SHORT PROBLEM | Render the material from its start through the line containing "478, 249, 728, 451", inclusive, as a two-column CSV headed instruction,coordinates, with one row per instruction: its text in the first field and its coordinates in the second, each field quoted and line breaks replaced by spaces. Leave the pictures out.

GIVEN ENTRIES |

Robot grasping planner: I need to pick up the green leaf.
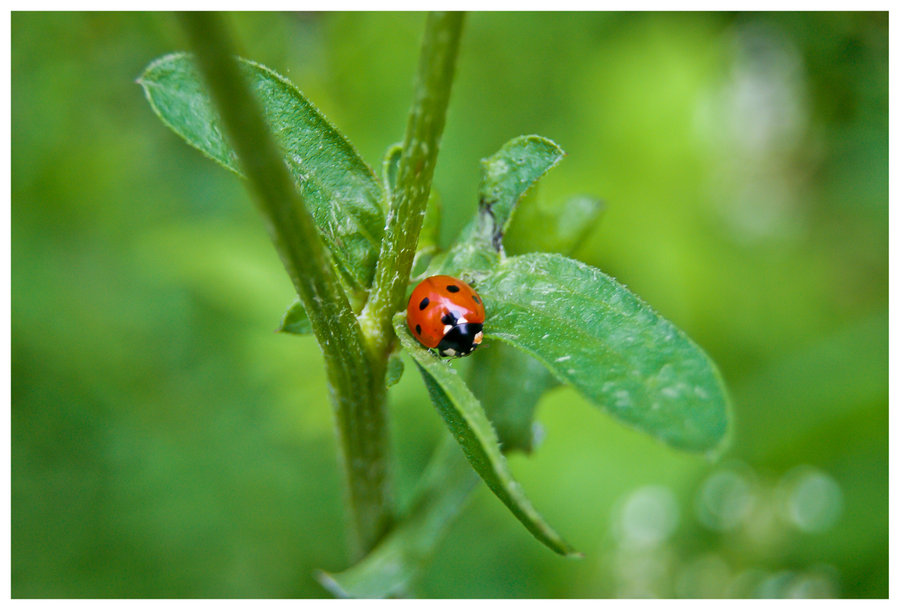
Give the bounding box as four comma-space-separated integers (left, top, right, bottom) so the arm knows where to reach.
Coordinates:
393, 312, 576, 555
317, 438, 478, 599
384, 352, 404, 388
503, 193, 605, 255
381, 142, 403, 201
478, 136, 566, 241
467, 342, 559, 453
429, 136, 565, 276
277, 299, 312, 335
138, 53, 384, 287
478, 249, 728, 451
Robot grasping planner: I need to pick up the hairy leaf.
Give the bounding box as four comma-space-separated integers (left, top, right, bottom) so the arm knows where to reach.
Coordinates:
393, 312, 576, 555
138, 53, 384, 287
503, 195, 605, 255
478, 254, 728, 451
478, 136, 566, 244
429, 136, 565, 276
467, 341, 559, 453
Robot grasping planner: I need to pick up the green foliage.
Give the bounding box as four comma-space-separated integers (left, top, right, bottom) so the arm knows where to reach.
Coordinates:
141, 30, 726, 576
10, 12, 889, 598
319, 438, 478, 599
138, 53, 384, 288
278, 299, 312, 335
478, 254, 727, 451
394, 313, 576, 555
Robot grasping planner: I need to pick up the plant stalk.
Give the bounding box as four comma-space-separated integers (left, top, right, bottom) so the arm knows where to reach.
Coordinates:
180, 12, 392, 557
360, 12, 464, 358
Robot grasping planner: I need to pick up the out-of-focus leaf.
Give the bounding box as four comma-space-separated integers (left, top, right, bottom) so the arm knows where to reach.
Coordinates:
317, 438, 478, 599
138, 53, 384, 287
393, 312, 576, 555
478, 254, 728, 451
467, 342, 559, 453
278, 299, 312, 335
503, 195, 605, 255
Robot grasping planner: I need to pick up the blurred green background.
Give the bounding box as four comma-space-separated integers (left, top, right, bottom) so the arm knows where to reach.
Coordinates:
11, 13, 888, 597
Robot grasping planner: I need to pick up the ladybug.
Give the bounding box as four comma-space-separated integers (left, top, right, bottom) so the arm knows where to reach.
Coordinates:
406, 275, 484, 357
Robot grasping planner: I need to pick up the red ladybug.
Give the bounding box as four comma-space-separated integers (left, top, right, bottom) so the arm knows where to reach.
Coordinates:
406, 275, 484, 357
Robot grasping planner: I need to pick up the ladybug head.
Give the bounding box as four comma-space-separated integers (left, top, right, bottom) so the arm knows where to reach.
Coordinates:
438, 322, 483, 358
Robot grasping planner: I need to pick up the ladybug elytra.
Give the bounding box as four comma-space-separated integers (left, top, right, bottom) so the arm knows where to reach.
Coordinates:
406, 275, 484, 357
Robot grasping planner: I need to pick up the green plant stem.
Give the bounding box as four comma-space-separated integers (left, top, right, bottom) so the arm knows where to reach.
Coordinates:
181, 12, 391, 556
360, 12, 464, 357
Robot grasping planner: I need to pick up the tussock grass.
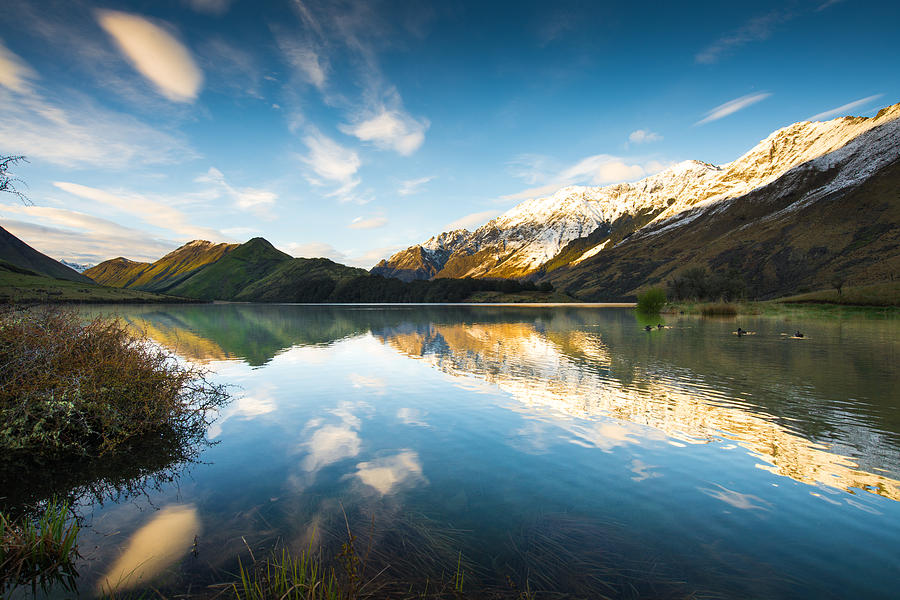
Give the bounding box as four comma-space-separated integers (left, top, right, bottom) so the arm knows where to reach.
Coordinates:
0, 308, 227, 463
0, 500, 80, 595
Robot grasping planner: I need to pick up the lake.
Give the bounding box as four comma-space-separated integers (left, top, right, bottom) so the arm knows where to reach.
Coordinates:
33, 304, 900, 598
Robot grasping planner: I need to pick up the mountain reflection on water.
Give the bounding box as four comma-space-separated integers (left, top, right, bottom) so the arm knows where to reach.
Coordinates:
112, 305, 900, 500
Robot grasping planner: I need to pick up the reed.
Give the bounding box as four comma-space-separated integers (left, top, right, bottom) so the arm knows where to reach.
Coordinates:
0, 500, 80, 595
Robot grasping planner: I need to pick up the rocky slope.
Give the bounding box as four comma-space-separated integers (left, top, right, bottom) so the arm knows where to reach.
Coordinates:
373, 104, 900, 279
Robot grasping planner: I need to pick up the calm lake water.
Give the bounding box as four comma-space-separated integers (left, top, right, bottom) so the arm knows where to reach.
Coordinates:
38, 305, 900, 598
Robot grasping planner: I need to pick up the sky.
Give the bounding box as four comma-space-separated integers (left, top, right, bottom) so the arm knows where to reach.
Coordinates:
0, 0, 900, 268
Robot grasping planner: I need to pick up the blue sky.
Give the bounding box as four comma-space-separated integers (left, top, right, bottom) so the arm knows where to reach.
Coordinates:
0, 0, 900, 267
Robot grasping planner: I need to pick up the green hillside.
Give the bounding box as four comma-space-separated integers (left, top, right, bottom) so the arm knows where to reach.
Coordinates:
0, 261, 192, 304
167, 238, 291, 300
234, 258, 368, 302
85, 240, 238, 292
0, 227, 92, 283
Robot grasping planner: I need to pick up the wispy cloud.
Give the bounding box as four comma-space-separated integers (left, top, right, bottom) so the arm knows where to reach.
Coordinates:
301, 129, 361, 194
694, 92, 772, 125
397, 176, 434, 196
0, 205, 178, 264
444, 210, 499, 231
278, 242, 347, 262
0, 88, 197, 169
184, 0, 232, 17
340, 108, 430, 156
53, 181, 224, 241
97, 10, 203, 102
628, 129, 663, 144
806, 94, 884, 121
194, 167, 278, 218
0, 40, 37, 92
347, 217, 388, 229
694, 10, 793, 64
500, 154, 666, 201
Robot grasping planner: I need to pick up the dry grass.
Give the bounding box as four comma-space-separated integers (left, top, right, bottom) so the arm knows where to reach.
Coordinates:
0, 308, 227, 463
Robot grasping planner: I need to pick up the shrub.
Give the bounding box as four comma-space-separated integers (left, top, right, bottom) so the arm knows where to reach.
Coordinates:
637, 287, 666, 313
0, 308, 227, 462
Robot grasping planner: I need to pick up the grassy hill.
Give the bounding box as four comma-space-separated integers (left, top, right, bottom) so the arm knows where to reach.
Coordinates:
167, 238, 292, 300
84, 240, 238, 292
0, 227, 92, 284
0, 262, 194, 304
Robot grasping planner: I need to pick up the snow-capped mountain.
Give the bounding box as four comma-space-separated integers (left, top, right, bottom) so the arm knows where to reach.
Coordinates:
372, 104, 900, 280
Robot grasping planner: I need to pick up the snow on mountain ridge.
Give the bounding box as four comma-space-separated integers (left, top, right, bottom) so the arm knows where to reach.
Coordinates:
376, 104, 900, 277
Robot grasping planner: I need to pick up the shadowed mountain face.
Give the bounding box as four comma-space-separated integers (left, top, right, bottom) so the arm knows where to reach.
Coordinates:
0, 227, 92, 283
372, 104, 900, 300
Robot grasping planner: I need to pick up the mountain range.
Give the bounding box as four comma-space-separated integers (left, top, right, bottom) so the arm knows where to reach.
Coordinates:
372, 104, 900, 300
0, 104, 900, 302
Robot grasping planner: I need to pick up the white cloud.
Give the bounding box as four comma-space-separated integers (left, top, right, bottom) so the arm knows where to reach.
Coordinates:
0, 205, 178, 264
500, 154, 666, 201
444, 210, 498, 231
302, 131, 361, 192
53, 181, 224, 241
185, 0, 232, 17
347, 217, 388, 229
97, 10, 203, 102
0, 88, 197, 169
341, 244, 409, 269
278, 242, 346, 262
340, 109, 430, 156
694, 10, 794, 64
806, 94, 884, 121
397, 176, 434, 196
194, 167, 278, 218
694, 92, 772, 125
356, 450, 424, 496
275, 33, 328, 91
0, 40, 37, 93
628, 129, 662, 144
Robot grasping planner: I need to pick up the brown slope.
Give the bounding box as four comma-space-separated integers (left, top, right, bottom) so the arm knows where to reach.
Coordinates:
545, 161, 900, 300
0, 227, 90, 283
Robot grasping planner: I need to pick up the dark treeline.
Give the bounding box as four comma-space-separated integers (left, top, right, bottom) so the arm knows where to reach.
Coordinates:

OUTPUT |
instruction,coordinates
"Robot grasping planner: I need to pick up the green leaf. Give the bounding box as four comma-space-separated integers (left, top, right, bottom) so the arm knows where to reach. Coordinates:","393, 312, 576, 555 317, 438, 478, 599 384, 352, 404, 388 503, 193, 605, 255 381, 142, 403, 201 478, 136, 566, 241 467, 342, 559, 453 429, 136, 565, 276 277, 299, 312, 335 138, 53, 384, 287 478, 249, 728, 451"